(Problem description) Though the entries hold pictures, only their text should be duplicated, exactly and in full.

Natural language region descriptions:
*** Block opens ***

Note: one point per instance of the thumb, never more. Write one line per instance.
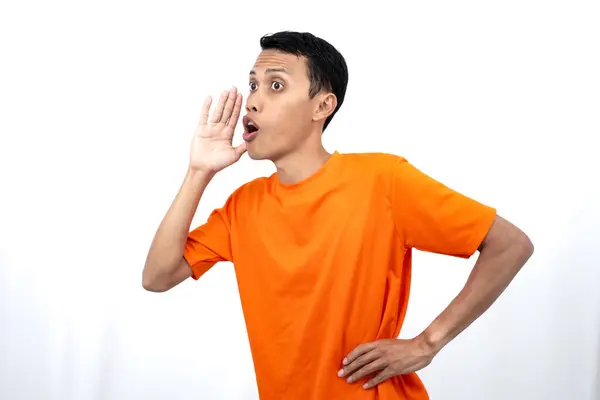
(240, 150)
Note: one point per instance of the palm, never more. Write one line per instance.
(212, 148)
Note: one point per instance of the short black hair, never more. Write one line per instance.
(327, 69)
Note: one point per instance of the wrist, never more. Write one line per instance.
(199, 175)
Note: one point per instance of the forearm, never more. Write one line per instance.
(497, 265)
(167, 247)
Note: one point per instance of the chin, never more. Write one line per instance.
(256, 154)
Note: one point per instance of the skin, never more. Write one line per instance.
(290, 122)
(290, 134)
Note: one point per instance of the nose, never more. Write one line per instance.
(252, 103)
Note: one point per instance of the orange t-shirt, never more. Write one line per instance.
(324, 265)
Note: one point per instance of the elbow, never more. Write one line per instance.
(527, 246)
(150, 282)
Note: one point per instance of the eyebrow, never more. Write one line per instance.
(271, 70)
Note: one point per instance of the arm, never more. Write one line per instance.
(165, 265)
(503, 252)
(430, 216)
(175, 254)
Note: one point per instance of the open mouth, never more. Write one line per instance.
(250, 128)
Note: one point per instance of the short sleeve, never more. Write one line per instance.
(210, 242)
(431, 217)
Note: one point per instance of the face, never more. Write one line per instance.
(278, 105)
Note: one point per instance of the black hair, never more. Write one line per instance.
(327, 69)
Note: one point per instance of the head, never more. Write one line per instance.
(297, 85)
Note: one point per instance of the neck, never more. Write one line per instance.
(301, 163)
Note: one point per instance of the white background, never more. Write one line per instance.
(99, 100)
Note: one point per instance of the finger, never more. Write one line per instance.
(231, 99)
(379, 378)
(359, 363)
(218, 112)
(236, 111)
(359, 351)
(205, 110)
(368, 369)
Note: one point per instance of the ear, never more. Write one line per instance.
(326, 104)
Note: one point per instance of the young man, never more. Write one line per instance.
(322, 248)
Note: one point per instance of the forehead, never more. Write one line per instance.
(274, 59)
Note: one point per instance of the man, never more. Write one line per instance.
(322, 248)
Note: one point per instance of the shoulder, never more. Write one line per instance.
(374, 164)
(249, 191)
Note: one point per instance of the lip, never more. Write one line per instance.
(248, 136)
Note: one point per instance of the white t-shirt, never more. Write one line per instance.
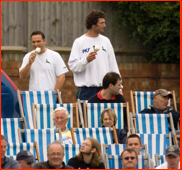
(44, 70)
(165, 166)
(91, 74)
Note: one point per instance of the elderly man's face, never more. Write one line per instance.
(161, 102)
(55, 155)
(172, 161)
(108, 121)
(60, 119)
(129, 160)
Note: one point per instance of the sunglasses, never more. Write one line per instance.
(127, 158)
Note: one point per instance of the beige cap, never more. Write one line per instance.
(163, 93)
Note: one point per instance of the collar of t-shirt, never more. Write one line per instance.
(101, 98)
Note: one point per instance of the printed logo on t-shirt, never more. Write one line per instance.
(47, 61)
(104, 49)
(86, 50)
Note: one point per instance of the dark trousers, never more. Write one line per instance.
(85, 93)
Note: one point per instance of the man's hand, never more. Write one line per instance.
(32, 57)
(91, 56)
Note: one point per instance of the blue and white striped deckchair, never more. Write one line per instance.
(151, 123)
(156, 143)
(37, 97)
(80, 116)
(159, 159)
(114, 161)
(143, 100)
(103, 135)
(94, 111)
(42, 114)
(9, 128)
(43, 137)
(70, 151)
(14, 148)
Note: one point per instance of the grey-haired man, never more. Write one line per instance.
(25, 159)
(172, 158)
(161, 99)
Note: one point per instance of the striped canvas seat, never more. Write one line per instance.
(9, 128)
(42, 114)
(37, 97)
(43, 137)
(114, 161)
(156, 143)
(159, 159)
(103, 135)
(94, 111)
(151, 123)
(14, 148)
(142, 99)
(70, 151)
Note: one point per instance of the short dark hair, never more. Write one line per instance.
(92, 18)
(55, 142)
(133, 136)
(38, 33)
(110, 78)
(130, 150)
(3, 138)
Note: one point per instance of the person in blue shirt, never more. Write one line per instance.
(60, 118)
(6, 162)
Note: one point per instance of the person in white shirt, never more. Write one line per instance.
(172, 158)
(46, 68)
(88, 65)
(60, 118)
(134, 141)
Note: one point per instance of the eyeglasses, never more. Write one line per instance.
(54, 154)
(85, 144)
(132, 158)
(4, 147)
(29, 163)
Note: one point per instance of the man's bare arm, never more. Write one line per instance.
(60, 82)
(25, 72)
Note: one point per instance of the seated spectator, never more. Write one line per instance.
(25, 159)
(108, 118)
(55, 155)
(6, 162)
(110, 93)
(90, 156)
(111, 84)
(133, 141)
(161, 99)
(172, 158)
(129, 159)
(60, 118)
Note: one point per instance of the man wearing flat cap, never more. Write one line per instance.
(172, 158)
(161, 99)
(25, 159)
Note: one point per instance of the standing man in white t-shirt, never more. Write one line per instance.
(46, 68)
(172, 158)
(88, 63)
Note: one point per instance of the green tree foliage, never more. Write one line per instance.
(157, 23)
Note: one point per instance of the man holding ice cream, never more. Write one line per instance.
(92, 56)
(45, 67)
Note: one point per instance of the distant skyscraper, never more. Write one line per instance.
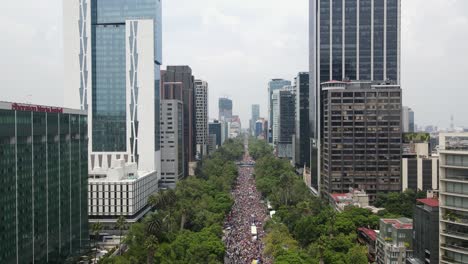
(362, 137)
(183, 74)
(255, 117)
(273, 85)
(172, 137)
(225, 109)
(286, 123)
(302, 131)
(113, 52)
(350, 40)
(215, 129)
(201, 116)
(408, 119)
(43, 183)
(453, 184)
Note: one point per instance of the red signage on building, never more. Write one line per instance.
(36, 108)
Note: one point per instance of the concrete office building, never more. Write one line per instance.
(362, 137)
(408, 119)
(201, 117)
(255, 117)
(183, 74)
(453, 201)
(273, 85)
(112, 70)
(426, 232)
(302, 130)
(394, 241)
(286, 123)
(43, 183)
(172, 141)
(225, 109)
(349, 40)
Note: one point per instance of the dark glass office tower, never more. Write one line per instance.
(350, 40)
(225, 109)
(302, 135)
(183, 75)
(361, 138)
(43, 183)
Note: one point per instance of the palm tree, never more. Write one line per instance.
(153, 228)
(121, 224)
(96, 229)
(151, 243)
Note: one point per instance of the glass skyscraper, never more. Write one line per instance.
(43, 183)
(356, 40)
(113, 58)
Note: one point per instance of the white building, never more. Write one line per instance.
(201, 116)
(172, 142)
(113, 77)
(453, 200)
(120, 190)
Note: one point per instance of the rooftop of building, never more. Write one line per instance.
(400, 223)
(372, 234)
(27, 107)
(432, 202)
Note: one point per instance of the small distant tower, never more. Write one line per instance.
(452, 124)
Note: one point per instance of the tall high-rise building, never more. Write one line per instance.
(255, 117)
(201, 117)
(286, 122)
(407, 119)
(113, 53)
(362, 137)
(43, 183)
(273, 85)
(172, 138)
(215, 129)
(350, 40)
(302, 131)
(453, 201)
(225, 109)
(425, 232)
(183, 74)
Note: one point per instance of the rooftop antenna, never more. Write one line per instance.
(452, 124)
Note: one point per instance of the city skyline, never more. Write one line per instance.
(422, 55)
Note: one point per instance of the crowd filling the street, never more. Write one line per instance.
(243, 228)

*** Block closes ***

(Result of the exercise)
Note: one point per instance of the thumb, never more. Write one line per instance.
(240, 150)
Note: one point per instance of the palm, never more. Write one line per instance.
(212, 148)
Note: one point per instance of the short black hair, never more. Write one line per instance.
(327, 69)
Note: one point per instance of the wrist, never more. Write one line per instance.
(199, 175)
Note: one point per instance of the forearm, never more. Write one line per instance.
(497, 265)
(167, 247)
Note: one point per instance of the chin, never more. Write one line per instance.
(256, 154)
Note: one point per instance of the skin, never more. Write one line per instance.
(290, 122)
(290, 134)
Note: one point per instance of the nose, never more. Write one line per instance.
(252, 103)
Note: one point per instance of the orange t-shirt, never more. Write one line per instance.
(324, 265)
Note: one point per instance of the elbow, never more. Write one line per instance.
(527, 246)
(150, 282)
Note: one point per instance of the eyebrow, never more. Write one line per instance.
(271, 70)
Note: one point per instance of the arm, never more. Write one line per instance.
(165, 265)
(503, 252)
(430, 216)
(175, 254)
Note: one point per instance of the open mouth, never more. Write one line per instance.
(250, 128)
Note: one point per instance of the short sleeve, never more. Write one line per instance.
(210, 242)
(431, 217)
Note: one point per instance of the face, never more. Write one line per instance.
(278, 105)
Note: one point per instance of the black hair, never more. Write one line per instance.
(327, 69)
Note: one point per instance of the head, never more. Write one line per instance.
(297, 85)
Note: one point per instance of the neck, never more. Write one line per instance.
(301, 163)
Note: one point per instance of the white background, never more. Write one line per instance.
(99, 100)
Note: one point per instance of the finger, never more. Write one line per instance.
(231, 99)
(379, 378)
(359, 363)
(218, 112)
(236, 111)
(359, 351)
(205, 110)
(368, 369)
Note: one point per instance of the ear, never more. Write one line per instance.
(326, 104)
Note: one point per instance of the young man, never more. Write one line per instance.
(322, 248)
Note: one point per instance of the forehead, never more. Write one line per instance.
(274, 59)
Note: one point per instance of the man, never more. Write one line per instance.
(322, 248)
Note: one point per instance of the shoulder, never more. Write one line per instance.
(374, 164)
(249, 191)
Note: one point per instance of the lip, never more. Write one line per instance.
(248, 136)
Note: one point per instance of the white t-shirt, never more. Write one line per instance.
(44, 70)
(165, 166)
(91, 74)
Note: one point per instance of the elderly man's face, never more. Write one line per instance.
(161, 102)
(55, 155)
(172, 161)
(108, 121)
(60, 119)
(129, 160)
Note: one point per instance of the sunglasses, never more. Write one line per instance.
(127, 158)
Note: one point per instance of the beige cap, never more. Write one line per instance.
(163, 93)
Note: one point per instance of the collar of t-shirt, never more. Write one line per instance.
(101, 98)
Note: one point per instance of the printed logo on t-shirt, never more. Write one line per instance.
(47, 61)
(104, 49)
(86, 50)
Note: one point per instance of the dark trousers, never more. Write one line per instance.
(85, 93)
Note: one point per instance of the man's hand, never more. Write one line per instance.
(32, 57)
(91, 56)
Note: one point per instance of the blue and white striped deckchair, never more. Write one line per instance.
(151, 123)
(156, 143)
(37, 97)
(80, 116)
(159, 159)
(114, 161)
(143, 100)
(103, 135)
(94, 111)
(42, 114)
(9, 128)
(43, 137)
(70, 151)
(14, 148)
Note: one point per instance of the grey-haired man, never more. Write one line per instance.
(25, 159)
(172, 158)
(161, 99)
Note: one point per instance of the striped canvas seat, never more. Write one line per instance.
(9, 128)
(42, 114)
(37, 97)
(43, 137)
(114, 161)
(156, 143)
(159, 159)
(103, 135)
(94, 111)
(151, 123)
(14, 148)
(142, 99)
(70, 151)
Note: one point per instance of the short dark hair, never more. Write one line per instance.
(92, 18)
(55, 142)
(133, 136)
(38, 33)
(110, 78)
(130, 150)
(3, 138)
Note: one point per instance of the person in blue shirt, never more. Write one line per instance.
(60, 118)
(6, 162)
Note: one point per instance of the person in white shirt, never more. Write one line per instance.
(172, 158)
(46, 68)
(88, 65)
(60, 118)
(134, 141)
Note: one point per instance of the eyeglasses, never more. Write one line per instance.
(54, 154)
(85, 144)
(132, 158)
(4, 147)
(29, 163)
Note: one point per instance of the man's bare arm, never more. Write one line per instance.
(60, 82)
(25, 72)
Note: one point per instance of the seated spectator, never more. Write one line per instance.
(25, 159)
(108, 118)
(55, 155)
(6, 162)
(110, 93)
(90, 156)
(111, 84)
(133, 141)
(161, 99)
(172, 158)
(129, 159)
(60, 118)
Note: one point per instance of the man wearing flat cap, never more. Write one line per instance.
(172, 158)
(161, 99)
(25, 159)
Note: one point per instance of the standing man in white t-shirt, never more. Write one line per instance.
(46, 68)
(172, 158)
(88, 63)
Note: one point per instance of the green tree foliage, never more. Write one line per instance.
(157, 23)
Note: one point per instance of the man holding ice cream, never more. Write one line per instance.
(92, 56)
(45, 67)
Note: one point per instance of the distant skyscraper, never more. Write one line per instance.
(362, 137)
(183, 74)
(255, 117)
(273, 85)
(172, 137)
(225, 109)
(286, 123)
(302, 131)
(113, 52)
(350, 40)
(215, 129)
(201, 116)
(408, 119)
(43, 183)
(453, 184)
Note: one point per instance of the red signage on building, never more. Write one line per instance.
(36, 108)
Note: one point per instance of the concrete office building, never more. Write one line per instance.
(362, 137)
(408, 119)
(201, 117)
(255, 117)
(183, 74)
(453, 201)
(273, 85)
(112, 70)
(426, 232)
(302, 130)
(394, 241)
(286, 123)
(43, 183)
(172, 141)
(225, 109)
(349, 40)
Note: one point per instance of the dark glass office tower, never more. Write one line per instance.
(350, 40)
(225, 109)
(302, 135)
(183, 75)
(361, 138)
(43, 183)
Note: one point per instance of the palm tree, never more. Write one line per instance.
(153, 228)
(121, 224)
(96, 229)
(151, 243)
Note: one point per instance of the glass skyscraper, never more. Write one line per instance.
(43, 183)
(356, 40)
(113, 58)
Note: one point per instance of the white building, never more. Write one line per instance.
(201, 116)
(172, 142)
(113, 77)
(453, 200)
(120, 190)
Note: one point per instance of the rooftop of building, never more. Write one line per instance.
(400, 223)
(372, 234)
(27, 107)
(432, 202)
Note: one point per instance of the small distant tower, never more. Write one line per instance.
(452, 124)
Note: one point per instance of the tall high-rise building, never more. Write one line per instance.
(255, 117)
(201, 117)
(286, 122)
(407, 119)
(113, 53)
(362, 137)
(43, 183)
(273, 85)
(172, 138)
(215, 129)
(350, 40)
(302, 131)
(453, 201)
(225, 109)
(425, 232)
(183, 74)
Note: one point per instance of the rooftop antenna, never more. Write one line per instance.
(452, 124)
Note: one point per instance of the city skyline, never more. Write one line per instance.
(422, 55)
Note: one point per instance of the crowd filling the street, never more. Write one line per instance.
(243, 228)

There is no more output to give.